▶ **PAGE EXCERPT**
Home - Lease vs. Buy
   
   
 

Information you may want to consider
When today's equipment is likely to meet long-term needs, purchasing is often the most cost-effective acquisition choice. If, however, your needs are likely to change within the next few years, leasing may be the smarter alternative.
 

Leasing allows you to acquire the equipment you need today and use it cost-effectively until it no longer meets your needs, then upgrade without dealing with the outdated and obsolete.

Does your business depend on staying on the leading edge?
If your competitive advantage relies on the latest, most sophisticated hardware, leasing should definitely be considered.  No matter how fast the leading edge is moving, leasing helps you keep pace.

Do you need financial flexibility?
You may be able to expense your monthly rental payments rather than depreciating the equipment cost, allowing you to order new equipment as you need it (consult you tax accountant).

▶ **STORED ROWS**
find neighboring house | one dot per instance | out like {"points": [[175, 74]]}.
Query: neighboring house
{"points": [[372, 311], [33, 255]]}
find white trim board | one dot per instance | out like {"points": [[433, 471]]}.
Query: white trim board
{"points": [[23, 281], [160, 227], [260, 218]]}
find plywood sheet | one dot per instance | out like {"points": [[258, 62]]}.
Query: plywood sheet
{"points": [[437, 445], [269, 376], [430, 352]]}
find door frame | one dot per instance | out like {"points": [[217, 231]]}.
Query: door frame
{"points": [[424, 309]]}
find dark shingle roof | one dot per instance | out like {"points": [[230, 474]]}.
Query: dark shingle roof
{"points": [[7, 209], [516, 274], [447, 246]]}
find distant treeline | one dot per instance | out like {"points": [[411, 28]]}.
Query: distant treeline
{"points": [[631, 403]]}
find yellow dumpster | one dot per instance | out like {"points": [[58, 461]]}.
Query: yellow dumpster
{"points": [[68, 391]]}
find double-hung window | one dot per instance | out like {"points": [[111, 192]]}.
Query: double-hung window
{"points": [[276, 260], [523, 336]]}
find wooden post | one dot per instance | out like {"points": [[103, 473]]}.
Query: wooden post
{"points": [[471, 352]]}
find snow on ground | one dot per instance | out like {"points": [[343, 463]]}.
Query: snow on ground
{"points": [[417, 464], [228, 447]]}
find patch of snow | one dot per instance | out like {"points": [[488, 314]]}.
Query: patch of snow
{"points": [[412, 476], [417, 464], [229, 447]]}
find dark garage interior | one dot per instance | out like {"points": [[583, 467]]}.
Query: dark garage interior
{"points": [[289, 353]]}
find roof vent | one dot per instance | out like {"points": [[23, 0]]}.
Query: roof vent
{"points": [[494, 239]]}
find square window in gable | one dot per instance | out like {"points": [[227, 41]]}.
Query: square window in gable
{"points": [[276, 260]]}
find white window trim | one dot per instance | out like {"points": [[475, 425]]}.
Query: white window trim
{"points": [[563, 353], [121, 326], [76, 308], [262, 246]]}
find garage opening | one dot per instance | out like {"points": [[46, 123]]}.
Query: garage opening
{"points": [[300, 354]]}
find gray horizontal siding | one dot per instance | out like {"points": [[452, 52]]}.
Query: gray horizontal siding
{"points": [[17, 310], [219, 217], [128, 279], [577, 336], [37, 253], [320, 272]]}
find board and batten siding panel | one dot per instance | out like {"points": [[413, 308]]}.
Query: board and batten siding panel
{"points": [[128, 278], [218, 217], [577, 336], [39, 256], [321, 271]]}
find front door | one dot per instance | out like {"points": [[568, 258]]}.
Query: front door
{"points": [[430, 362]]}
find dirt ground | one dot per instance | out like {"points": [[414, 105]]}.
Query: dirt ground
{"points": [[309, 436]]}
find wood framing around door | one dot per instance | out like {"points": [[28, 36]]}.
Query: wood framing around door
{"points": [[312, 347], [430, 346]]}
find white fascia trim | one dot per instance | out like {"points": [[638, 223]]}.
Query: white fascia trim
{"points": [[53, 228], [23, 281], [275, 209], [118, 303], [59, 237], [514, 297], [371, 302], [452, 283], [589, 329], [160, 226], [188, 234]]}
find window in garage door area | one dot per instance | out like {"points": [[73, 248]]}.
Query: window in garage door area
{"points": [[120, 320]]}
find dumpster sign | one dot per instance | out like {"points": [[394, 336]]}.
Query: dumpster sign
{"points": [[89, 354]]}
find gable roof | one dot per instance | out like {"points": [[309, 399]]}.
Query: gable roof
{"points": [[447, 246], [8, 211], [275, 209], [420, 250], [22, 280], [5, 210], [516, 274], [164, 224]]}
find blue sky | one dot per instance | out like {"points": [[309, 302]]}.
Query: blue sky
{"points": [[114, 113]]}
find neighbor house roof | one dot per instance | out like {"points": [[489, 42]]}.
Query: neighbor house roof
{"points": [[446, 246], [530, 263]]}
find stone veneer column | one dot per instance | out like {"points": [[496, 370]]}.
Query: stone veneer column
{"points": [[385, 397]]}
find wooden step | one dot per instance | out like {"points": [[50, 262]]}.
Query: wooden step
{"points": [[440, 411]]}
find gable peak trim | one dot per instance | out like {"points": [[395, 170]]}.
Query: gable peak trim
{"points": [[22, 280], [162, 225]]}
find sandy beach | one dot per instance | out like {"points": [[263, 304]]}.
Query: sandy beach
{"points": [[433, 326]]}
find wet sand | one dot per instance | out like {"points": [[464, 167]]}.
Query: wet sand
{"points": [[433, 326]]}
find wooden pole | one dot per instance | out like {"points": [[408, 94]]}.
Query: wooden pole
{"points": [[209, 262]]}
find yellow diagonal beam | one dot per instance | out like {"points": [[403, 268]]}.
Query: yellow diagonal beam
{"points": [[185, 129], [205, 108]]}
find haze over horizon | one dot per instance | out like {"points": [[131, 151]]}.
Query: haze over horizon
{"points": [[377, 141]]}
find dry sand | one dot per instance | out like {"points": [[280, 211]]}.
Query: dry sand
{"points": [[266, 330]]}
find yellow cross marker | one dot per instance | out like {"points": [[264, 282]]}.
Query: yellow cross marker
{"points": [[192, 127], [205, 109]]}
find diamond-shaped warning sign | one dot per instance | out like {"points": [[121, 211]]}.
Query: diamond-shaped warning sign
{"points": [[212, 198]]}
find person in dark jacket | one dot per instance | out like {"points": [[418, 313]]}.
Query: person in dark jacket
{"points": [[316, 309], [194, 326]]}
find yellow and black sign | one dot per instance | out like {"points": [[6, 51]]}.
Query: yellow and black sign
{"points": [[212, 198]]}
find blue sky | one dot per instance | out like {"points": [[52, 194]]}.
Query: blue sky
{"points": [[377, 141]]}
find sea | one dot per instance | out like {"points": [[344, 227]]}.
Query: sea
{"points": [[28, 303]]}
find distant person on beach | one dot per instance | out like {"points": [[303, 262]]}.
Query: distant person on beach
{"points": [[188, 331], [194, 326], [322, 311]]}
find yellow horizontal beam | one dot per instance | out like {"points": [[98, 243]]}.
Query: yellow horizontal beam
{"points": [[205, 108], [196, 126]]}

▶ **WRITTEN PROBLEM**
Pick up the lease-versus-buy page after its last sentence and carry it forward in the same style. The material above stands apart from the lease-versus-buy page.

▶ **ANSWER TO THIS PROBLEM**
What does a lease vs. purchase analysis tell you?
A "lease vs. buy" analysis compares the costs of leasing and buying based on the assumptions used for residual value, cost of funds, tax rates, and so on.

* Consult your tax and legal advisors for specific advice on the potential tax benefits of leasing for your situation.

Can I avoid a large cash outlay?

Cash  100% of cost
Loan Down Payment, often 25%
Lease 100% Financing

Effects my bank credit line?

Cash Balance sheet impact
Loan Decreases credit line
Lease No money is borrowed

Effects operating capital?

Cash High up front costs
Loan Down Payment required
Lease Low front-end costs

Payments

Cash 100% now
Loan Payments vary with interest
Lease Fixed payments, possible tax benefits*

Can I upgrade/add on easily?

Cash  No
Loan Re-application often required
Lease Yes

Can I schedule payments to
match my cash flow?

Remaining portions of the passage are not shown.